### [EXCERPTED RECORDS]
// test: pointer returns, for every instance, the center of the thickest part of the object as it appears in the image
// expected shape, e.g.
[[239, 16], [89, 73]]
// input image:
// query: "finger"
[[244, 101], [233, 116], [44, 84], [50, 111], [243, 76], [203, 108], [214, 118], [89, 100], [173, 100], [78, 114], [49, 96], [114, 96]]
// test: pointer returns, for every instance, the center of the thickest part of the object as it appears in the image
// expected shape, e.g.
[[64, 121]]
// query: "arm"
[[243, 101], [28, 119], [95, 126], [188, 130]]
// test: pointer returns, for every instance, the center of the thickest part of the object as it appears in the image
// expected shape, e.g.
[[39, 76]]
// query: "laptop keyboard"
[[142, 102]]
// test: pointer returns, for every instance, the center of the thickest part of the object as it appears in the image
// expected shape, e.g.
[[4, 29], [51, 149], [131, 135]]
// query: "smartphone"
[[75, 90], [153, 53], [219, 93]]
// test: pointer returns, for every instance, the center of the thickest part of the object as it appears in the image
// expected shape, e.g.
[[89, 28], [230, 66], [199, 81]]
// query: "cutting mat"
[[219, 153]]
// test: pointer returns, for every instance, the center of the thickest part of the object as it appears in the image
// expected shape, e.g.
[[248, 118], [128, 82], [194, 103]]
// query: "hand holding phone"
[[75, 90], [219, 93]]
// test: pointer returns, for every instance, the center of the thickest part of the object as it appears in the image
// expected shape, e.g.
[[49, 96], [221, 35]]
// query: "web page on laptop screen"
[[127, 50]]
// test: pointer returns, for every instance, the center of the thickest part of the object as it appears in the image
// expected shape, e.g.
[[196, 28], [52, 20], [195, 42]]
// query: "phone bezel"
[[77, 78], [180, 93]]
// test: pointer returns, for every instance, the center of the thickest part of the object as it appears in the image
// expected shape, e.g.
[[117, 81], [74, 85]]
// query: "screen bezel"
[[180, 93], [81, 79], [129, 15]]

### [EXERCISE PROMPT]
Scale the entries above, starting at the first line and stopping after the line that contains "[[75, 90], [153, 53], [219, 93]]". Rewrite those lines in full, requests included. Multiply every point coordinate in the answers by 1.35 and round to whole numbers, with halves rounded up. Leave the numbers in the requests and in their sample formats unchanged.

### [RESPONSE TO THE EXERCISE]
// test: pointer returns, for every instance, the center of the thickest part of the object as it appears in the image
// expected shape, e.g.
[[239, 16], [89, 73]]
// input image:
// query: "finger"
[[329, 136], [315, 157], [59, 113], [68, 150], [328, 103], [274, 146], [289, 159], [120, 135], [234, 135], [105, 154], [66, 130], [154, 130]]
// test: pointer returns, for every instance, the center of the thickest part of the object as it appears in the image
// expected shape, e.g.
[[64, 121]]
// query: "arm"
[[328, 136], [38, 161], [128, 170], [254, 176]]
// test: pointer returns, for every instance, the center of the thickest part of the object as it appears in the image
// expected shape, e.g.
[[39, 76]]
// query: "laptop keyboard"
[[192, 138]]
// test: pointer returns, for every instance, the center of the thickest part of the object as it appears in the image
// expected shape, e.g.
[[4, 29], [51, 149], [131, 135]]
// query: "smartphone"
[[101, 122], [207, 72], [296, 126]]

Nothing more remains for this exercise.